Continue the passage about The Hepatitis C Trust from the point where it stops.
(Exercise passage Opens)
= The Hepatitis C Trust =

British health charity

The Hepatitis C Trust is a registered charity in England and Scotland that campaigns on various issues related to hepatitis C. In particular, the charity aims to increase awareness and testing; to provide services on a national and local level to people with, affected by, or at risk of contracting hepatitis C; and to campaign for greater public understanding of the impact of hepatitis C. It is the only national hepatitis C-specific charity in the UK and has offices in London and Edinburgh.

==History==
Formed in 2001 by Charles Gore, the trust was the first charity in the UK to be set up in response to hepatitis C. He had contracted the virus himself and was moved to act as a result of the general lack of information and apathy he encountered during his own eventual diagnosis and treatment. Gore is also the founder of the World Hepatitis Alliance, organiser of World Hepatitis Day on 28 July each year.
(Exercise passage Closes)
(Data section Opens)
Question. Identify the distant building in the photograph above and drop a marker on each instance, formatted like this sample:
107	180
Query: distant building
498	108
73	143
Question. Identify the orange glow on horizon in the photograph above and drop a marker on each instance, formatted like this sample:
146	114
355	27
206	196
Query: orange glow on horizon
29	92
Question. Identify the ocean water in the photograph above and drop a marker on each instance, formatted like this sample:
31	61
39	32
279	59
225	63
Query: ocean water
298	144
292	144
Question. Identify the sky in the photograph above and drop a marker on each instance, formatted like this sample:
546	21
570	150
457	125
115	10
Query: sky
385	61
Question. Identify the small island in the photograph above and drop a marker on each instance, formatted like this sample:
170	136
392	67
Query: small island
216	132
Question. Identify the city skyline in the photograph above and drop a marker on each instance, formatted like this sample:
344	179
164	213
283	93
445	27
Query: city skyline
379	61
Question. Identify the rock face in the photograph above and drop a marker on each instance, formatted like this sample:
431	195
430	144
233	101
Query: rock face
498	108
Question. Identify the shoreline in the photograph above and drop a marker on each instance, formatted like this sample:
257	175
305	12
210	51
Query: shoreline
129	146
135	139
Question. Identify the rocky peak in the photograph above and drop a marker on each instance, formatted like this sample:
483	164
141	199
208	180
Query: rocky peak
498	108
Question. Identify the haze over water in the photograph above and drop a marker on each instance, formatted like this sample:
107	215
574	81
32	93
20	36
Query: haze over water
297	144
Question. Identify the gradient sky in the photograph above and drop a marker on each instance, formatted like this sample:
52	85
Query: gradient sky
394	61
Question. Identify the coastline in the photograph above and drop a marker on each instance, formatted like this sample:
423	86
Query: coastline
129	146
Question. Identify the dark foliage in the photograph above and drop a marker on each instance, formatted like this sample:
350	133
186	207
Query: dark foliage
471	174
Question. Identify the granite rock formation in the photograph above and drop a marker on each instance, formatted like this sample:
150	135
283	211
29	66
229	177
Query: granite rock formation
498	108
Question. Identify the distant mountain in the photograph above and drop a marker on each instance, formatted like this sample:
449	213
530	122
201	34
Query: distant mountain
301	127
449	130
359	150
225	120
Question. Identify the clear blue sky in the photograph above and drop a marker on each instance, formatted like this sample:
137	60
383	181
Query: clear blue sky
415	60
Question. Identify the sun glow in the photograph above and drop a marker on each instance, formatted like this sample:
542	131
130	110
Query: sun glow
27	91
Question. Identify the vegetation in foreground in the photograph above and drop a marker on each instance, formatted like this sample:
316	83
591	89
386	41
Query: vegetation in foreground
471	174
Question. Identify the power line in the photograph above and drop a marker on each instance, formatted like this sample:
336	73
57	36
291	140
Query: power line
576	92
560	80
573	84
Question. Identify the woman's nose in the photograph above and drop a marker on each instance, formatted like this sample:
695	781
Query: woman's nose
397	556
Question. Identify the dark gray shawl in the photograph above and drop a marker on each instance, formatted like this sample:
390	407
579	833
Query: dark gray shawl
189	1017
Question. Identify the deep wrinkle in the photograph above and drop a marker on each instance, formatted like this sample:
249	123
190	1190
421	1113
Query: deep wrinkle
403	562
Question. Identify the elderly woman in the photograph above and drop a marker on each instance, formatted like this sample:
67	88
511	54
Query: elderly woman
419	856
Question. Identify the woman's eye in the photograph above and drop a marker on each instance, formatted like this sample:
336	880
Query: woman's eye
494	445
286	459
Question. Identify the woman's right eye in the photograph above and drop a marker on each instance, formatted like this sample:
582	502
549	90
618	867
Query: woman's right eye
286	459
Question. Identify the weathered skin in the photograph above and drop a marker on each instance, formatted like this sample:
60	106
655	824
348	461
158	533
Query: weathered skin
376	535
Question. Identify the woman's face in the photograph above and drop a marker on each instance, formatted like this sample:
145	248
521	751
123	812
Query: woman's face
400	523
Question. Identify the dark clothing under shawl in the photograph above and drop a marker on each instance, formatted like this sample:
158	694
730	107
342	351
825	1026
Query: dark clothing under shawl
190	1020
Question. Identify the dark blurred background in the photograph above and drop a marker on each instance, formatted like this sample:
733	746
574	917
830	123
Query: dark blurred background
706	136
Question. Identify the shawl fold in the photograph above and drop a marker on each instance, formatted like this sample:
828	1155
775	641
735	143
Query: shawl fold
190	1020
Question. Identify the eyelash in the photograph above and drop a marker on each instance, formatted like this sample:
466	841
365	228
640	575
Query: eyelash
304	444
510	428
(Data section Closes)
Task response:
Until her death in 2007, The Body Shop founder Anita Roddick was a patron and supporter of the trust. Roddick was convinced she had contracted hepatitis C through contaminated blood from a large blood transfusion in 1971 after the birth of her younger daughter, more than 30 years before she was diagnosed.

The trust currently provides the secretariat of the All Party Parliamentary Hepatology Group, consults with the National Institute for Clinical Excellence (NICE) and the Department of Health, UK, is a founder member of the European Liver Patients' Association (ELPA) and the International Alliance of Patient's Organizations (IAPO) and plays a lead role in the organisation of World Hepatitis Day in the UK.